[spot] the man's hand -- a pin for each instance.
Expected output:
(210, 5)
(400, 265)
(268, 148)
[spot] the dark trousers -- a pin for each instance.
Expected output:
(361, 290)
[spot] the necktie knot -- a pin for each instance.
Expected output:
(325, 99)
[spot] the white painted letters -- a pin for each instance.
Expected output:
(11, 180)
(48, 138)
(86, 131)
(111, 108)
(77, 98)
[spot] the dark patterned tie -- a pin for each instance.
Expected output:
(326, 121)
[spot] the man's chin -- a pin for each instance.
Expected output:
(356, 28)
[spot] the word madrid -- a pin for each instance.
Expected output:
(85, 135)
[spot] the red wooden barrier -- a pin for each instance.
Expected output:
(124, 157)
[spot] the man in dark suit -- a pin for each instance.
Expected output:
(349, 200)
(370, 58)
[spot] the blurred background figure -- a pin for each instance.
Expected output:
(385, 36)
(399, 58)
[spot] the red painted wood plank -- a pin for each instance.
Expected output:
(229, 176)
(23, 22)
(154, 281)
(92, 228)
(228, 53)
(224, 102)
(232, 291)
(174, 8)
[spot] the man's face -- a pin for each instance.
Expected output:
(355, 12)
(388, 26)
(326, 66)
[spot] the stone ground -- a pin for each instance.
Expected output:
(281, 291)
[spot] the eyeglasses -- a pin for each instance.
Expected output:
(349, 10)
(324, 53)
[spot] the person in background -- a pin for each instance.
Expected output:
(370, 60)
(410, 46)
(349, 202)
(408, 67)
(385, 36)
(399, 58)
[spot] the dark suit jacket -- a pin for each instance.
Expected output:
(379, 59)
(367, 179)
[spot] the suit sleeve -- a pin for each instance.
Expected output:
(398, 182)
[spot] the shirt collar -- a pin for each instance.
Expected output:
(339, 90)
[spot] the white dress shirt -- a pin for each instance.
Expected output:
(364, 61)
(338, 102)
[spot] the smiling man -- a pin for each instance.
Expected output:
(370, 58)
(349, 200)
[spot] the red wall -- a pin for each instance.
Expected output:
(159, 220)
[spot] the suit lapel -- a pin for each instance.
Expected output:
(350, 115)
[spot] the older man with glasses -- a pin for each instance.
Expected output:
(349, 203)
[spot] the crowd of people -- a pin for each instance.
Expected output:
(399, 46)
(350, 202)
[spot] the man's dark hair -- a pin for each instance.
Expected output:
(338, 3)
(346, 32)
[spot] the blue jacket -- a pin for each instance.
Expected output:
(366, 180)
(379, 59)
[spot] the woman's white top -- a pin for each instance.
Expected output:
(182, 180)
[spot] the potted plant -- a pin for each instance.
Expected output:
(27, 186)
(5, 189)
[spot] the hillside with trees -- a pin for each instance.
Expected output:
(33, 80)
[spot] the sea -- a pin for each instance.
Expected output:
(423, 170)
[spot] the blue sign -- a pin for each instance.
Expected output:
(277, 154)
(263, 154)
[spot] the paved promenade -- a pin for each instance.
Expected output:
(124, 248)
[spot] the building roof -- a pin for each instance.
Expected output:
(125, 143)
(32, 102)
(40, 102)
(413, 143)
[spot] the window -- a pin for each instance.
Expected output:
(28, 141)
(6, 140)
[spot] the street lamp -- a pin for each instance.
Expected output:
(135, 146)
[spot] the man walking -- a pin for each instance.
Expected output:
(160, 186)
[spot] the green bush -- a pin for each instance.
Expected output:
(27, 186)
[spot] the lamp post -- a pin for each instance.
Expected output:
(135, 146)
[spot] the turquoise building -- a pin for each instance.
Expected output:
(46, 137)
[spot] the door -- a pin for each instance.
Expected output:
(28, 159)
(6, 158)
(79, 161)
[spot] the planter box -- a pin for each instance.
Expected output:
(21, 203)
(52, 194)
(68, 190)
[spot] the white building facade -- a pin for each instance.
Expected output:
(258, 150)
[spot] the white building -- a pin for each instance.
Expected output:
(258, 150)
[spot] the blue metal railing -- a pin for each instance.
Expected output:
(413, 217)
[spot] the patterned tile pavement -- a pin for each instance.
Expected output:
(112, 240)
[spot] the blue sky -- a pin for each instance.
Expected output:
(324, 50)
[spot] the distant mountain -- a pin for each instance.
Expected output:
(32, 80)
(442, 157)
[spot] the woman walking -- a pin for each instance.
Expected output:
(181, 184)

____

**WRITTEN REQUEST**
Please give back all of the records exactly as written.

**ANSWER TO THE EXERCISE**
[spot] the man's hand -- a pin for each instance.
Expected output:
(210, 5)
(400, 265)
(268, 148)
[spot] the dark trousers -- a pin for each instance.
Expected output:
(361, 290)
[spot] the necktie knot -- a pin for each instance.
Expected output:
(325, 99)
[spot] the white painted letters -- a pin for each instance.
Expected output:
(11, 180)
(48, 138)
(86, 131)
(111, 108)
(77, 98)
[spot] the dark patterned tie -- a pin for each instance.
Expected output:
(326, 121)
[spot] the man's chin -- a pin for each instance.
Expected output:
(356, 28)
[spot] the word madrid -- a pin for each instance.
Expected output:
(85, 135)
[spot] the red wooden barrier -- a pin for each instance.
Expected output:
(124, 157)
[spot] the man in dark suit -- a pin for each instance.
Expected output:
(349, 200)
(370, 58)
[spot] the blurred background figure -- a pin for each instance.
Expected output:
(385, 36)
(399, 58)
[spot] the red painted wood plank -- a pin for each instance.
Expected output:
(229, 176)
(23, 22)
(154, 281)
(92, 228)
(228, 53)
(224, 102)
(232, 291)
(174, 8)
[spot] the man's face -- a pin for each instance.
Expected output:
(355, 12)
(388, 26)
(326, 66)
[spot] the stone ground -- a pin for each instance.
Expected output:
(281, 291)
[spot] the eyeglasses -- a pin for each instance.
Expected output:
(349, 10)
(324, 53)
[spot] the person in background -- a pin for each instance.
Expected output:
(370, 60)
(410, 46)
(349, 202)
(408, 67)
(385, 36)
(399, 58)
[spot] the dark suit jacket -- a pin for each instance.
Expected output:
(379, 59)
(367, 179)
[spot] the suit sleeve -- a pin for each instance.
Expected output:
(398, 182)
[spot] the shirt collar -- a pin for each instance.
Expected output:
(339, 90)
[spot] the white dress shirt -- a pin for each instance.
Expected output:
(364, 61)
(338, 102)
[spot] the smiling man -- a pin for each instance.
Expected output:
(370, 58)
(349, 200)
[spot] the red wall -- a pin for each instance.
Expected output:
(159, 220)
[spot] the suit lapel -- a pin for each instance.
Expected output:
(350, 115)
[spot] the older man with glasses -- a pin for each instance.
Expected output:
(349, 203)
[spot] the crowd of people -- a pin for each instance.
Expected output:
(399, 46)
(350, 202)
[spot] the man's dark hair -- a pin for each instance.
Expected output:
(338, 3)
(346, 32)
[spot] the blue jacket -- a pin for each instance.
Expected output:
(366, 180)
(379, 59)
[spot] the woman's white top -- a pin for each instance.
Expected output:
(182, 180)
[spot] the potted plant -- a pin for each instance.
Expected output:
(27, 186)
(5, 189)
[spot] the hillside with trees -- a pin for each instance.
Expected output:
(33, 80)
[spot] the sea -- a pin for each instance.
Expected output:
(423, 170)
[spot] the blue sign -- a pin for each instance.
Expected output:
(277, 154)
(263, 154)
[spot] the paved promenade -- a pin for each instance.
Expected output:
(124, 248)
[spot] the building roof -- a pin for each instance.
Expected output:
(125, 143)
(32, 102)
(40, 102)
(413, 143)
[spot] the window -- a pin for each instance.
Expected output:
(28, 141)
(6, 140)
[spot] the street lamp -- a pin for each instance.
Expected output:
(135, 146)
[spot] the man walking -- a pin for each instance.
Expected output:
(160, 186)
[spot] the green bush -- a pin for each instance.
Expected output:
(27, 186)
[spot] the lamp post -- a pin for each instance.
Expected output:
(135, 146)
[spot] the turquoise building -- a pin for each instance.
Expected output:
(46, 137)
[spot] the door -- a pin for each instance.
Expected output:
(28, 159)
(6, 158)
(79, 161)
[spot] the planter box -- a pin for each instance.
Expected output:
(21, 203)
(52, 194)
(68, 190)
[spot] the white building facade -- a pin for each instance.
Expected output:
(258, 150)
[spot] the white building -- a pin for each instance.
Expected output:
(258, 150)
[spot] the blue metal railing -- a pin for each instance.
Expected output:
(413, 217)
[spot] the patterned tile pavement -- a pin for each instance.
Expected output:
(112, 240)
[spot] the blue sky -- a pin for each instance.
Expected output:
(324, 50)
[spot] the distant mountain -- a pin for each instance.
Expected output:
(32, 80)
(442, 157)
[spot] the woman walking -- a pin for each instance.
Expected output:
(181, 184)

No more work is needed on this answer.